# Tasks
1/ In the text on Damiano Michieletto, copy everything from "His awards include" down to "House in London." word for word.
2/ According to the text on Damiano Michieletto, at which festival did he make his directing debut?

Damiano Michieletto (born 1975) is an Italian stage director especially known for opera.  He has staged productions at leading opera houses and festivals worldwide.
His awards include the 2015 Laurence Olivier Award for the production of Mascagni's Cavalleria rusticana and  Leoncavallo's Pagliacci at the Royal Opera House in London.

Career 
Michieletto was born in Venice and grew up in Scorzè, a village in the Metropolitan City of Venice. He graduated in literature at the Ca' Foscari University of Venice, and directing at the Scuola d'Arte Drammatica Paolo Grassi in Milan. He made his directing debut with a production of Weinberger's Švanda dudákat at the Wexford Festival in 2003.

He is a specialist for works by Gioacchino Rossini with a critically acclaimed debut at the Rossini Opera Festival in Pesaro in 2007.  At La Fenice in his hometown, he directed Mozart's three operas on librettos by Lorenzo da Ponte. He staged some rarely performed operas by Ramón Carnicer, Michael Daugherty, Nino Rota, Stefano Pavesi and Marco Tutino. In 2012, he made his debut at both the Salzburg Festival, where he directed Puccini's La Bohème, and at the Theater an der Wien, where he directed the same composer's Il trittico.

# Items excerpted from a collection
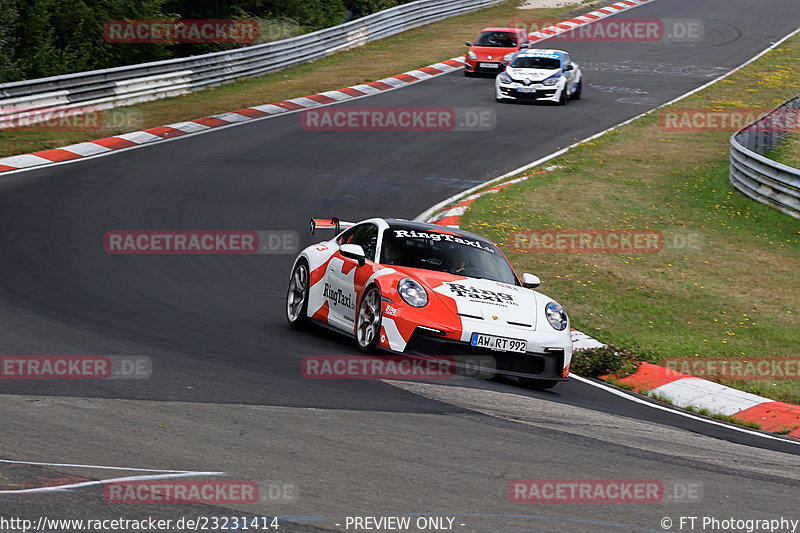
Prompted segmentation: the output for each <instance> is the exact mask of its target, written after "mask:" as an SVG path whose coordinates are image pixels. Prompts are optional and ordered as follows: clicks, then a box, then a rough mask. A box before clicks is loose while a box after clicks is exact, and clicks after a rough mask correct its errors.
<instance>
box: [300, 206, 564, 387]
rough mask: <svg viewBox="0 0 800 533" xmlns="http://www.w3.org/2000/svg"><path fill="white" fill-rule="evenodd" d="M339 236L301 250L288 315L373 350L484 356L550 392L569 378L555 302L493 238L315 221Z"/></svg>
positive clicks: (369, 225) (368, 348) (312, 230)
mask: <svg viewBox="0 0 800 533" xmlns="http://www.w3.org/2000/svg"><path fill="white" fill-rule="evenodd" d="M316 228H330V229H334V230H336V233H337V235H336V236H335V237H334V238H333V239H331V240H327V241H322V242H320V243H318V244H314V245H312V246H309V247H308V248H306V249H304V250H303V251H301V252H300V255H299V256H298V257H297V259H296V260H295V262H294V265H293V267H292V274H291V276H290V278H289V291H288V294H287V299H286V317H287V319H288V321H289V325H290V326H292V327H293V328H296V327H298V326H300V325H301V324H303V323H305V322H308V321H310V320H314V321H317V322H319V323H322V324H325V325H327V326H330V327H333V328H335V329H337V330H340V331H342V332H345V333H346V334H348V335H350V336H351V337H353V338H354V339H355V340H356V344H357V345H358V347H359V348H360V349H361V350H363V351H365V352H370V351H373V350H378V349H382V350H386V351H390V352H395V353H402V354H410V355H426V356H427V355H430V356H463V355H468V356H469V355H476V356H477V355H485V356H491V358H492V359H493V360H494V361H495V368H496V370H497V371H498V372H500V373H504V374H506V375H513V376H516V377H518V378H519V379H520V381H521V382H522V383H523V384H525V385H528V386H531V387H534V388H539V389H544V388H550V387H552V386H553V385H555V384H556V383H557V382H559V381H564V380H566V379H567V377H568V375H569V363H570V359H571V357H572V339H571V338H570V327H569V319H568V318H567V314H566V313H565V312H564V310H563V309H562V308H561V306H560V305H559V304H558V303H557V302H555V301H554V300H553V299H552V298H549V297H548V296H545V295H544V294H542V293H540V292H537V291H534V290H532V289H533V288H535V287H538V286H539V279H538V278H537V277H536V276H533V275H531V274H524V275H523V276H522V279H520V278H518V277H517V274H516V273H515V272H514V269H513V268H512V267H511V265H510V264H509V262H508V260H507V259H506V258H505V256H504V255H503V252H502V251H500V249H499V248H497V246H495V245H494V244H493V243H492V242H491V241H489V240H487V239H485V238H483V237H480V236H479V235H475V234H473V233H469V232H466V231H462V230H458V229H452V228H449V227H444V226H437V225H434V224H424V223H421V222H411V221H407V220H398V219H383V218H374V219H370V220H365V221H363V222H359V223H357V224H354V223H347V222H340V221H339V220H337V219H329V220H328V219H314V220H312V222H311V229H312V232H313V231H314V230H315V229H316Z"/></svg>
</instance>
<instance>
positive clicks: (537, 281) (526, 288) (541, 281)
mask: <svg viewBox="0 0 800 533" xmlns="http://www.w3.org/2000/svg"><path fill="white" fill-rule="evenodd" d="M541 284H542V280H540V279H539V277H538V276H534V275H533V274H528V273H527V272H525V273H524V274H523V275H522V286H523V287H525V288H526V289H535V288H536V287H538V286H539V285H541Z"/></svg>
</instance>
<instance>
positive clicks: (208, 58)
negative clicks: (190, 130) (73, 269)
mask: <svg viewBox="0 0 800 533" xmlns="http://www.w3.org/2000/svg"><path fill="white" fill-rule="evenodd" d="M502 1H503V0H418V1H416V2H411V3H408V4H403V5H400V6H397V7H393V8H390V9H386V10H383V11H380V12H378V13H374V14H372V15H368V16H366V17H362V18H359V19H356V20H353V21H350V22H347V23H345V24H341V25H339V26H334V27H332V28H326V29H323V30H319V31H315V32H313V33H308V34H305V35H300V36H298V37H292V38H289V39H282V40H280V41H273V42H269V43H264V44H258V45H254V46H248V47H243V48H237V49H234V50H225V51H222V52H214V53H210V54H204V55H198V56H191V57H186V58H177V59H168V60H165V61H156V62H152V63H140V64H137V65H128V66H124V67H115V68H109V69H104V70H94V71H89V72H78V73H74V74H65V75H61V76H53V77H49V78H40V79H35V80H26V81H19V82H11V83H2V84H0V121H6V122H7V123H11V124H14V123H16V119H17V118H18V117H19V116H23V115H30V114H32V113H33V114H35V112H36V110H42V109H47V108H52V107H56V106H57V107H58V108H59V109H62V108H75V107H83V106H86V107H89V106H91V107H94V108H98V109H103V108H108V107H115V106H122V105H131V104H135V103H138V102H144V101H148V100H155V99H158V98H164V97H167V96H176V95H180V94H186V93H188V92H191V91H197V90H200V89H203V88H206V87H212V86H215V85H220V84H223V83H229V82H232V81H235V80H237V79H239V78H248V77H253V76H260V75H262V74H265V73H268V72H274V71H277V70H281V69H284V68H286V67H289V66H292V65H297V64H299V63H306V62H311V61H314V60H317V59H320V58H322V57H324V56H327V55H329V54H332V53H334V52H338V51H340V50H347V49H349V48H355V47H358V46H363V45H364V44H366V43H368V42H371V41H375V40H378V39H382V38H384V37H388V36H390V35H394V34H397V33H400V32H403V31H405V30H409V29H412V28H416V27H418V26H423V25H425V24H428V23H430V22H435V21H438V20H442V19H445V18H448V17H452V16H454V15H459V14H461V13H467V12H470V11H475V10H477V9H480V8H483V7H487V6H490V5H493V4H497V3H500V2H502Z"/></svg>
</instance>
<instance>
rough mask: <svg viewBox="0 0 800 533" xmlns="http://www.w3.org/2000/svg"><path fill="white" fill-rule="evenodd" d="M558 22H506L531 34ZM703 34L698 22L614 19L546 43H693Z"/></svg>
mask: <svg viewBox="0 0 800 533" xmlns="http://www.w3.org/2000/svg"><path fill="white" fill-rule="evenodd" d="M561 22H562V21H561V20H549V19H535V18H533V19H530V18H517V19H512V20H511V21H510V26H511V27H514V28H521V29H524V30H525V31H526V32H528V33H535V32H537V31H541V30H543V29H545V28H549V27H551V26H557V24H559V23H561ZM557 27H558V26H557ZM704 35H705V23H704V22H703V21H702V20H701V19H678V18H652V19H636V18H630V19H626V18H614V19H608V20H598V21H595V22H593V23H591V24H583V25H580V26H577V27H575V28H572V29H570V30H568V31H564V32H562V33H558V34H556V35H553V36H552V37H550V41H549V42H550V43H554V42H555V43H557V42H559V41H561V42H625V43H657V42H661V43H697V42H701V41H702V40H703V37H704Z"/></svg>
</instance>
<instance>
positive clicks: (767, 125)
mask: <svg viewBox="0 0 800 533" xmlns="http://www.w3.org/2000/svg"><path fill="white" fill-rule="evenodd" d="M767 115H768V116H767ZM761 117H764V118H763V120H760V121H759V123H758V131H767V132H780V133H793V132H797V131H800V109H776V110H772V109H766V108H729V109H724V108H714V109H707V108H668V109H663V110H662V111H661V113H660V116H659V126H660V127H661V129H662V130H664V131H668V132H681V133H697V132H714V131H720V132H734V131H739V130H740V129H742V128H744V127H745V126H747V125H749V124H752V123H753V122H755V121H756V120H758V119H760V118H761Z"/></svg>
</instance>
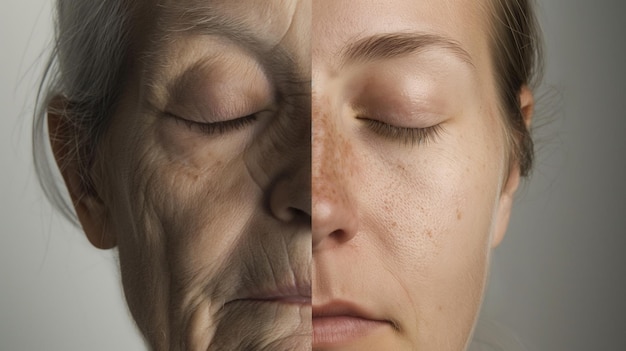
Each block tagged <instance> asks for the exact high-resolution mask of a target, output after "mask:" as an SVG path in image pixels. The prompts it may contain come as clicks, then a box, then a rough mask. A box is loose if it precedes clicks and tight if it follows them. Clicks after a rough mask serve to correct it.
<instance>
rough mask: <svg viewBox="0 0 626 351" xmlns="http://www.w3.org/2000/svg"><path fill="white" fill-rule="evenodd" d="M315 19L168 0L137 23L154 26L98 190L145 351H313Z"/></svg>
mask: <svg viewBox="0 0 626 351" xmlns="http://www.w3.org/2000/svg"><path fill="white" fill-rule="evenodd" d="M310 11H311V8H310V4H309V3H308V2H306V1H302V2H301V1H295V0H294V1H273V2H264V1H263V2H262V1H257V2H250V1H233V0H228V1H210V2H209V1H200V2H198V1H192V0H186V1H180V0H176V1H166V2H164V3H163V4H162V6H159V7H158V8H156V9H155V8H154V7H153V8H151V9H150V10H149V11H146V12H145V13H146V14H149V16H147V17H146V18H143V20H144V21H147V24H146V25H145V27H146V28H156V29H154V30H152V31H148V32H147V33H146V35H145V36H144V37H143V38H142V42H144V43H149V44H148V46H147V47H144V48H142V50H143V52H142V54H141V59H140V60H138V61H137V63H136V66H134V67H133V71H132V74H131V77H130V81H129V84H128V89H126V91H124V92H123V96H122V98H121V102H120V105H119V108H118V109H117V111H116V113H115V114H114V116H113V119H112V121H111V123H110V125H109V128H108V132H107V135H106V137H105V139H104V141H103V143H102V148H101V154H100V155H99V160H100V161H99V162H100V164H99V165H96V167H100V168H102V169H104V171H103V177H102V180H100V181H99V182H98V179H96V190H98V192H99V194H100V197H101V198H102V199H101V200H102V203H103V207H104V211H105V216H106V217H105V218H106V220H105V221H104V223H103V226H104V229H103V230H104V232H105V235H109V236H113V237H115V239H116V240H117V243H118V246H119V257H120V264H121V271H122V280H123V285H124V289H125V293H126V297H127V300H128V303H129V306H130V310H131V312H132V314H133V316H134V317H135V319H136V321H137V323H138V325H139V327H140V329H141V330H142V332H143V333H144V335H145V336H146V338H147V339H148V340H149V342H150V344H151V345H152V347H153V348H154V349H157V350H207V349H208V350H251V349H254V350H257V349H271V350H299V349H307V348H310V344H311V222H310V220H311V217H310V206H311V205H310V204H311V199H310V186H311V185H310V174H311V168H310V167H311V159H310V154H311V145H310V135H311V130H310V108H311V100H310V96H311V95H310V79H311V77H310V62H311V61H310V58H311V52H310V45H309V44H310V40H309V38H310V30H311V24H310V20H311V13H310ZM153 19H154V21H153ZM102 189H106V191H102Z"/></svg>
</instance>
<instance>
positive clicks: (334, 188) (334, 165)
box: [312, 98, 350, 203]
mask: <svg viewBox="0 0 626 351" xmlns="http://www.w3.org/2000/svg"><path fill="white" fill-rule="evenodd" d="M329 100H330V99H328V98H321V99H317V98H314V100H313V119H312V128H313V130H312V133H313V145H312V186H313V189H312V190H313V200H314V203H315V202H316V201H317V202H321V201H327V200H331V199H332V200H333V201H336V200H338V198H339V197H342V195H341V194H342V193H343V192H345V191H343V190H342V188H343V187H345V185H346V184H344V180H345V179H344V178H345V177H344V176H345V174H344V171H345V167H344V165H345V160H344V159H345V157H346V156H347V155H345V154H342V153H345V152H348V151H350V150H347V149H349V147H348V146H349V144H347V143H346V141H345V139H344V138H343V137H342V136H341V134H340V133H339V125H338V124H339V121H338V120H337V118H333V115H334V114H336V111H333V106H332V102H331V101H329ZM333 112H335V113H333Z"/></svg>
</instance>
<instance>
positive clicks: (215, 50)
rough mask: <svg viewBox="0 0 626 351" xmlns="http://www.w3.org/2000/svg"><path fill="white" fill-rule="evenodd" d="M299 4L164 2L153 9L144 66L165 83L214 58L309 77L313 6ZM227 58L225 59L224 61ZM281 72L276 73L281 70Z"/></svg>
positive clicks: (237, 2) (219, 2)
mask: <svg viewBox="0 0 626 351" xmlns="http://www.w3.org/2000/svg"><path fill="white" fill-rule="evenodd" d="M309 3H310V2H309V1H300V0H270V1H262V0H209V1H207V0H165V1H163V2H161V3H159V4H158V5H152V6H154V7H153V9H155V11H154V14H151V15H152V16H154V18H153V19H149V21H151V22H152V30H151V31H150V34H149V35H150V37H149V40H148V41H147V42H148V44H147V45H148V46H147V49H146V50H145V52H146V54H145V55H144V56H143V57H144V60H143V63H144V64H145V65H146V69H145V72H146V77H147V79H148V80H155V79H156V80H164V79H167V77H168V76H174V75H176V74H177V72H179V71H181V70H184V69H185V68H186V67H188V66H191V65H193V64H195V63H197V62H198V61H199V60H203V59H206V58H210V57H217V56H224V57H226V56H228V57H230V58H235V57H236V56H247V57H252V58H253V59H254V60H256V61H258V63H260V64H261V65H263V66H268V67H270V66H272V67H274V68H276V67H279V68H280V70H281V73H284V72H289V74H294V75H297V76H298V77H300V76H304V77H309V76H310V60H311V53H310V39H309V38H310V28H311V27H310V17H311V14H310V11H311V9H310V5H309V6H307V4H309ZM224 54H227V55H224ZM277 70H278V69H277Z"/></svg>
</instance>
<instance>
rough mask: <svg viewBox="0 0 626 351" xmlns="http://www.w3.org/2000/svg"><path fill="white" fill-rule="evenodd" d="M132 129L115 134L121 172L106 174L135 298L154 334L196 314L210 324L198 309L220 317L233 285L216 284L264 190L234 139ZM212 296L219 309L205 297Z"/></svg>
mask: <svg viewBox="0 0 626 351" xmlns="http://www.w3.org/2000/svg"><path fill="white" fill-rule="evenodd" d="M135 127H136V128H135ZM126 130H133V131H136V132H132V133H131V132H126V133H120V134H119V135H115V133H113V137H112V139H111V140H112V142H111V143H110V145H114V147H110V149H109V150H110V151H109V154H110V155H122V157H115V156H110V157H109V159H110V160H111V162H110V164H109V165H108V167H109V169H110V170H115V171H114V172H110V174H108V175H107V179H109V182H110V184H109V186H108V189H110V190H111V191H110V193H109V194H108V197H107V207H108V208H109V209H111V213H110V218H111V227H112V228H113V229H112V230H114V231H115V232H116V234H117V236H118V246H119V254H120V266H121V271H122V280H123V286H124V289H125V293H126V298H127V301H128V304H129V307H130V309H131V312H132V313H133V316H134V317H135V319H136V320H137V323H138V325H139V326H140V328H141V329H142V331H143V332H144V334H145V335H146V336H147V337H148V338H149V339H152V337H153V336H154V337H155V338H156V337H158V335H153V332H152V331H154V330H164V329H170V330H172V331H175V333H173V334H172V335H171V336H170V337H171V338H177V337H183V338H184V337H186V336H185V333H186V331H187V330H188V328H192V327H191V325H192V324H193V325H197V323H196V322H194V320H199V321H201V322H202V323H205V324H206V323H208V322H207V319H206V318H204V319H203V318H202V317H198V316H199V315H200V316H202V315H207V314H209V315H215V311H213V310H212V309H215V308H216V307H215V306H218V305H219V303H220V302H219V300H220V298H221V296H222V295H224V293H225V292H224V291H223V290H224V289H226V287H228V286H234V284H228V283H227V282H221V283H220V284H218V283H212V282H213V281H214V280H216V279H220V277H223V274H222V273H223V272H224V271H225V268H224V265H225V264H226V263H227V262H228V257H229V256H230V255H231V253H232V251H233V248H234V247H235V245H236V242H237V241H238V240H240V236H241V233H244V232H245V231H244V229H243V228H244V227H245V226H246V225H247V224H248V223H247V221H248V220H249V218H251V217H252V212H253V208H252V204H253V203H255V199H257V198H259V197H260V196H261V195H260V191H259V189H258V188H256V187H255V186H254V184H253V183H251V182H250V181H249V176H248V173H247V171H246V169H245V166H244V162H243V160H242V159H241V157H233V156H232V154H230V153H228V151H229V150H231V149H232V145H228V143H227V142H225V143H222V144H221V145H222V148H218V147H216V144H215V143H214V144H213V145H210V146H208V145H206V143H201V142H200V141H199V140H197V139H194V138H188V139H180V138H176V135H175V134H172V133H163V132H162V131H161V130H159V129H158V128H151V127H146V128H143V129H142V128H141V127H137V126H134V127H132V126H131V127H129V128H126ZM244 199H245V200H246V201H244ZM224 281H225V280H224ZM207 287H214V289H213V290H212V291H209V290H208V289H207ZM148 291H149V292H150V293H146V292H148ZM207 296H208V297H211V298H212V299H213V301H211V304H210V305H211V307H210V308H209V307H206V306H204V305H202V303H201V302H202V301H203V300H206V298H207ZM203 306H204V307H203ZM198 308H200V309H201V311H198ZM207 308H208V309H211V311H210V313H208V312H206V311H204V310H206V309H207ZM208 321H209V322H210V319H208ZM202 323H201V324H202ZM192 329H194V330H195V332H196V333H197V330H203V327H202V326H200V327H193V328H192ZM190 332H191V331H190ZM210 337H211V334H210V333H209V332H207V333H203V338H200V339H199V340H203V339H204V340H206V338H210ZM191 338H194V337H193V336H191ZM194 340H196V341H194V342H195V343H197V342H198V341H197V340H198V339H194Z"/></svg>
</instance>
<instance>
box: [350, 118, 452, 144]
mask: <svg viewBox="0 0 626 351" xmlns="http://www.w3.org/2000/svg"><path fill="white" fill-rule="evenodd" d="M358 119H359V120H361V121H363V122H364V123H365V125H366V126H367V128H369V129H370V130H371V131H373V132H374V133H376V134H378V135H380V136H382V137H384V138H387V139H390V140H394V141H399V142H401V143H403V144H406V145H411V146H413V145H421V144H426V143H428V142H431V141H433V140H435V139H436V138H437V137H439V136H440V135H441V133H442V132H443V131H444V129H443V127H442V126H441V124H436V125H433V126H430V127H425V128H410V127H398V126H394V125H391V124H389V123H385V122H382V121H379V120H376V119H370V118H367V117H358Z"/></svg>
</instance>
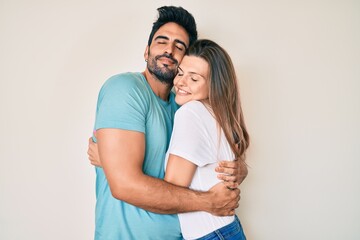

# Solutions below
1/
His awards include the 2015 Laurence Olivier Award for the production of Mascagni's Cavalleria rusticana and  Leoncavallo's Pagliacci at the Royal Opera House in London.

2/ The Wexford Festival.